- [WORKING DATA]

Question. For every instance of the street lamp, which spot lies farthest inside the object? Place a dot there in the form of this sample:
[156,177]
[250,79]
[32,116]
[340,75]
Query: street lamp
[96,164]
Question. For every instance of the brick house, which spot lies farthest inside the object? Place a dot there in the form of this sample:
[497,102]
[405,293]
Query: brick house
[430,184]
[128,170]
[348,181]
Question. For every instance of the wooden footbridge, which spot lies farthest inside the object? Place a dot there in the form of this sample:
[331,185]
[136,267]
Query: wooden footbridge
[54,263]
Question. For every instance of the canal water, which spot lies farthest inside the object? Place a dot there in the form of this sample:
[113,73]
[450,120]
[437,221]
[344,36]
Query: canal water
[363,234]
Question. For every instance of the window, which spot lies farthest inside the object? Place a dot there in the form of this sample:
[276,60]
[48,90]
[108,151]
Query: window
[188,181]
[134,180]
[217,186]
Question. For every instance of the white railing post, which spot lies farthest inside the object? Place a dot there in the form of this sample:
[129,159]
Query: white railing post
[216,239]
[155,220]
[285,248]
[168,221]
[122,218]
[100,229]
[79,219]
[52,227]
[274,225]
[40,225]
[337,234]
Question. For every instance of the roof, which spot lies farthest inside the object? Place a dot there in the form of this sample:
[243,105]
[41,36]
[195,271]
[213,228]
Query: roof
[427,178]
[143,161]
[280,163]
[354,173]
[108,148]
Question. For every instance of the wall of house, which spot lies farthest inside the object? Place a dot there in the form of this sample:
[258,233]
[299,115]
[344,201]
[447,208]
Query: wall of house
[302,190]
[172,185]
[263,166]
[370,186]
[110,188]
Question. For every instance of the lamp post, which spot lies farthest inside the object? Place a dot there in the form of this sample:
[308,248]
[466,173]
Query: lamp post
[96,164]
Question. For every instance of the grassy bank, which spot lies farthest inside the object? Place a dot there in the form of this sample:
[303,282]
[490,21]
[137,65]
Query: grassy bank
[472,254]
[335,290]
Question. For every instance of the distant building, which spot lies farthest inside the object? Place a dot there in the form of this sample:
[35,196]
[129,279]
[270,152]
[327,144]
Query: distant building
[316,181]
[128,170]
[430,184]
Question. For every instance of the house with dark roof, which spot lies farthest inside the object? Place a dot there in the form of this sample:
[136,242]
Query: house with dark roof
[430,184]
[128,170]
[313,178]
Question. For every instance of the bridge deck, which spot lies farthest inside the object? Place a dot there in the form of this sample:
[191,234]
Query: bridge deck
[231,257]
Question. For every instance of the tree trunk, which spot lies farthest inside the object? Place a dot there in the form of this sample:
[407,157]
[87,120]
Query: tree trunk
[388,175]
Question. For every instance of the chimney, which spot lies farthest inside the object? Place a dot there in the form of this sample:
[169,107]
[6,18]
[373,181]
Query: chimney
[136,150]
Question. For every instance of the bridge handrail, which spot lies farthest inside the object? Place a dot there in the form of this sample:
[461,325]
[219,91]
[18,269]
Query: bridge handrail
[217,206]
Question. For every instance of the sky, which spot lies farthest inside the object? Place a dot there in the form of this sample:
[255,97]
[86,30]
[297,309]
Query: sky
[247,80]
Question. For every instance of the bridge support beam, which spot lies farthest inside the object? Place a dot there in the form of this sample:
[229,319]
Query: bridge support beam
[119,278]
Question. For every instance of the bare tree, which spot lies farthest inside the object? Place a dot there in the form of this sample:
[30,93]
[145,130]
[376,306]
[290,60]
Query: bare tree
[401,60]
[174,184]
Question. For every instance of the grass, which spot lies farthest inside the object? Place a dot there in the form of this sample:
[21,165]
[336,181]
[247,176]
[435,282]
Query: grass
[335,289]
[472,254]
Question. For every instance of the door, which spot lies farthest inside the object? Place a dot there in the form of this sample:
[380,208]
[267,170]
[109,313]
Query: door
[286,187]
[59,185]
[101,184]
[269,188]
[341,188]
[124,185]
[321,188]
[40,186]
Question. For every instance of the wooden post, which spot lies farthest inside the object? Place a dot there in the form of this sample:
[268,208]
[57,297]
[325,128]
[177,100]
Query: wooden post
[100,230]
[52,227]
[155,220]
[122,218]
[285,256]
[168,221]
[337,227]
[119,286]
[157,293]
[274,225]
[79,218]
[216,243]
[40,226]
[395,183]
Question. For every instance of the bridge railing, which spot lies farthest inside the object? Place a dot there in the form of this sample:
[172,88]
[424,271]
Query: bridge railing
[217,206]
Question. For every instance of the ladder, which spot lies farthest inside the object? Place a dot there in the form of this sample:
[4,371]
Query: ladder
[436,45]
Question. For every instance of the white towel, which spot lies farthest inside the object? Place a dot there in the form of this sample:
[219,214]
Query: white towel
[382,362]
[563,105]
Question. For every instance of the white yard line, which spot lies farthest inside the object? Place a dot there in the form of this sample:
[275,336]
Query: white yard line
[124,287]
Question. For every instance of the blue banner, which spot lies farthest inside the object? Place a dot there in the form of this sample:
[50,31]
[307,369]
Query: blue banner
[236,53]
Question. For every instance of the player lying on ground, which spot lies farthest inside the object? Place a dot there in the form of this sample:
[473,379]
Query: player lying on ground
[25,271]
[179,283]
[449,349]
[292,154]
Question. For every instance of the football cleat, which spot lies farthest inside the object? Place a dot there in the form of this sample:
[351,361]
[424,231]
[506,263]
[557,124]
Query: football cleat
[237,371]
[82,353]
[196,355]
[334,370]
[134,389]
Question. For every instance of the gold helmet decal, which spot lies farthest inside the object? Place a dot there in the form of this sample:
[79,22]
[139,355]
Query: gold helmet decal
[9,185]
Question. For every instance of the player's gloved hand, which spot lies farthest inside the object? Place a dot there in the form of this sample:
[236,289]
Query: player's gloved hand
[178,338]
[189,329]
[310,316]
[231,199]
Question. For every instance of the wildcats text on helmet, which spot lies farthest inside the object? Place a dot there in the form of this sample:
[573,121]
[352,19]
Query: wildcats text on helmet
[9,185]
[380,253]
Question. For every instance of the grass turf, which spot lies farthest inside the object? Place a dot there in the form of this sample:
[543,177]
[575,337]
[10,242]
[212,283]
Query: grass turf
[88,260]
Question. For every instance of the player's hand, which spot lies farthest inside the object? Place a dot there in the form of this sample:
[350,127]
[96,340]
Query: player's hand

- [WRITTEN INSTRUCTION]
Reproduce all of the data above line for line, changing nothing.

- [RESULT]
Question. For every instance of the street lamp, which spot lies farthest inside the object? Place a dot there in the form of this sample:
[156,177]
[250,79]
[32,116]
[340,75]
Query: street lamp
[96,164]
Question. For every instance of the brick house, which spot lies farthest inside the object? Place a dot there in the form of this sample:
[497,102]
[405,293]
Query: brick house
[430,184]
[128,170]
[348,181]
Question. For every instance of the wooden footbridge, which spot lies farthest inside the object? Place a dot there in the form of this sample:
[331,185]
[136,267]
Query: wooden footbridge
[54,263]
Question. For every instance of the canal water, which spot lies farthest inside the object? Place a dot there in the form of this sample:
[113,73]
[450,120]
[437,221]
[344,36]
Query: canal water
[363,234]
Question. For every instance of the window, which spot lies farthest inside the object? Place a dot there in the form of this sample:
[276,60]
[48,90]
[108,151]
Query: window
[188,181]
[134,180]
[217,186]
Question. For every instance of the white railing post, which spot lies farthest inside the object? Place a dot there in the form of this sample:
[129,159]
Query: white railing post
[216,239]
[155,220]
[285,248]
[168,221]
[122,218]
[100,229]
[79,219]
[52,227]
[274,225]
[40,225]
[337,234]
Question. For every instance of the roof, which spot lies farthest inside the object? Place a dot there in the form of this sample:
[243,105]
[41,36]
[195,271]
[213,228]
Query: roof
[427,178]
[143,161]
[280,163]
[354,173]
[108,148]
Question. For every instance of the wall of house, which spot lies farthest inside the object? Place a dot there in the form of this sample:
[258,233]
[299,115]
[344,201]
[447,208]
Query: wall of house
[302,190]
[172,185]
[263,166]
[370,186]
[110,188]
Question. For every instance of the lamp post, which spot lies farthest inside the object? Place a dot there in the form of this sample:
[308,248]
[466,173]
Query: lamp post
[96,164]
Question. For every instance of the grassy bank, which spot lies farthest inside the object? Place a dot there in the form of this sample:
[303,282]
[490,21]
[137,65]
Query: grassy bank
[472,254]
[335,290]
Question. For every instance of the distant building, which spot lies farthest inside the object? Place a dot there in the form of this sample:
[35,196]
[129,279]
[270,152]
[327,144]
Query: distant building
[316,181]
[128,170]
[430,184]
Question. For every instance of the house with dark roof, which spot lies farthest inside the object? Place a dot there in the form of this sample:
[136,242]
Query: house with dark roof
[430,184]
[128,170]
[313,178]
Question. For every instance of the bridge deck, which spot lies farthest inside the object? Place a dot there in the form of this sample:
[191,234]
Query: bridge deck
[231,257]
Question. For every instance of the tree trunk, which spot lies farthest inside the object? Place a dot there in the form of this sample:
[407,157]
[87,120]
Query: tree trunk
[388,175]
Question. For every instance of the chimney, which spot lies farthest inside the object? Place a dot there in the form of this sample:
[169,107]
[6,18]
[373,181]
Query: chimney
[136,150]
Question. For every instance of the bridge handrail, which spot lies farthest inside the object? Place a dot there in the form of this sample:
[461,325]
[219,91]
[18,269]
Query: bridge handrail
[217,206]
Question. For every instance of the sky, which spot lies farthest inside the object? Place a dot there in the form of this sample:
[255,97]
[86,30]
[297,309]
Query: sky
[247,80]
Question. For every instance of the bridge support beam, which spot lies farthest inside the object? Place a dot there in the form of this sample:
[229,319]
Query: bridge support beam
[119,278]
Question. For every instance of the bare tree, which spot lies farthest inside the object? Place a dot there in the form of this sample:
[30,93]
[145,130]
[376,306]
[290,60]
Query: bare tree
[401,60]
[174,184]
Question. For every instance of the grass, which spot lies farthest inside the object? Place a dot there in the form of this sample:
[21,165]
[336,181]
[247,176]
[435,282]
Query: grass
[335,289]
[472,254]
Question. For every instance of the door, which spot lies farthest inside the object? Place a dot there in the form of this sample:
[380,208]
[267,170]
[109,313]
Query: door
[286,187]
[59,185]
[101,184]
[269,188]
[341,188]
[124,185]
[321,188]
[40,186]
Question. For every instance of the wooden post, which spot lies farthest inside the object? Place a dot there in the form of this sample:
[268,208]
[57,297]
[325,128]
[177,100]
Query: wooden post
[100,230]
[52,227]
[155,220]
[122,218]
[285,256]
[168,221]
[337,227]
[119,286]
[157,293]
[274,225]
[79,218]
[216,243]
[40,226]
[395,183]
Question. For every instance of the bridge railing, which spot lies farthest inside the object? Place a dot there in the form of this sample:
[172,88]
[424,271]
Query: bridge railing
[217,206]
Question. For every instance of the ladder, which spot lies farthest inside the object? Place a dot there in the form of this sample:
[4,371]
Query: ladder
[436,45]
Question. For every instance of the white towel, which spot lies farthest inside the object? Place a dot there in the form of this sample:
[219,214]
Query: white towel
[382,362]
[563,105]
Question. For every instance of the white yard line, which spot lies farthest inside the object? Place a dot there in the form of this sample:
[275,336]
Query: white yard line
[124,287]
Question. For every instance of the blue banner, which spot lies farthest inside the object? Place a dot there in the form of this sample:
[50,31]
[307,369]
Query: blue banner
[236,53]
Question. For every instance of the player lying on ground, which spot lies farthest inside the object? Place a dot there in the form of this sample:
[473,379]
Query: player lying on ground
[25,271]
[179,283]
[449,349]
[292,154]
Question. For every instance of the football cleat, which spot lies farthest inside the object? Place a dot there in the form of this sample:
[351,361]
[424,231]
[506,263]
[557,124]
Query: football cleat
[237,371]
[82,353]
[196,355]
[334,370]
[134,389]
Question. For every instance of the gold helmet decal, which spot lies farthest inside the object? Place a dot there in the form of this sample:
[79,22]
[139,355]
Query: gold helmet decal
[9,185]
Question. For every instance of the player's gloved hand, which spot lies farthest inside the object? Place a dot there in the form of this sample:
[236,289]
Query: player's gloved hand
[178,338]
[189,329]
[310,316]
[231,199]
Question. For every instance of the wildcats text on helmet, which spot lies farthest inside the object? Place a dot there in the form of this sample:
[573,121]
[352,19]
Query: wildcats text on helmet
[9,185]
[380,253]
Question. For every instance of the grass turf, which spot lies farthest inside the object? Place a dot there in the form of this sample:
[543,177]
[575,337]
[10,242]
[212,283]
Query: grass turf
[88,260]
Question. For every instance of the player's hand, which spot lies farthest inside the object? Place a dot there in the form of this sample:
[350,127]
[96,340]
Query: player's hand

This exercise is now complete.